● SOURCE PASSAGE
** begin **

The Supreme Court’s finding that the MIR was unlawful insofar as its effect on children confirms the lack of regard for the interests of UK citizens with foreign partners.212 The Court held that the application of the immigration rules to separate parents from their children did not comply with the legal requirement to treat ‘the best interests of children as a primary consideration’ in decisions affecting them.213 If it is not in the best interests of children to be separated from the parent, it cannot be in the best interests of a person to be separated from their partner. The law expects an adult to choose between two loves: their desire to live within their community in the UK and their partner. The court’s approach implicitly acknowledges that a child, who can feel only the harm that results from either option, cannot adopt the obedient or stoic approach to love the law requires.

** end **

● JOB
Reproduce the passage on the Supreme Court's MIR ruling in full, word for word. The material plays no part in the work here.

● PROVIDED MATERIAL
** begin **

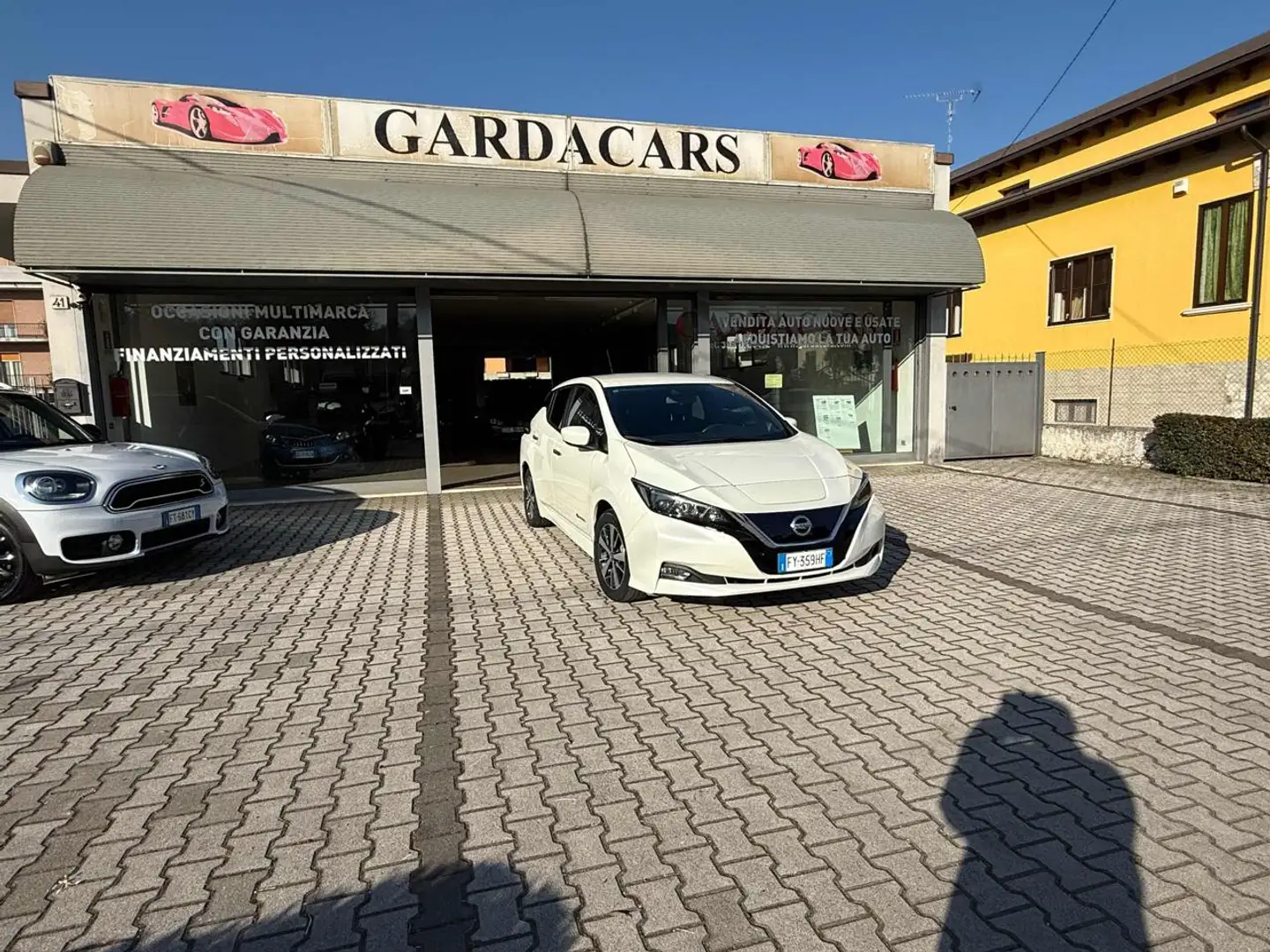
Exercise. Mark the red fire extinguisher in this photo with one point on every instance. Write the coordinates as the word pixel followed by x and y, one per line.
pixel 121 398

** end **

● ANSWER TO THE PROBLEM
The Supreme Court’s finding that the MIR was unlawful insofar as its effect on children confirms the lack of regard for the interests of UK citizens with foreign partners.212 The Court held that the application of the immigration rules to separate parents from their children did not comply with the legal requirement to treat ‘the best interests of children as a primary consideration’ in decisions affecting them.213 If it is not in the best interests of children to be separated from the parent, it cannot be in the best interests of a person to be separated from their partner. The law expects an adult to choose between two loves: their desire to live within their community in the UK and their partner. The court’s approach implicitly acknowledges that a child, who can feel only the harm that results from either option, cannot adopt the obedient or stoic approach to love the law requires.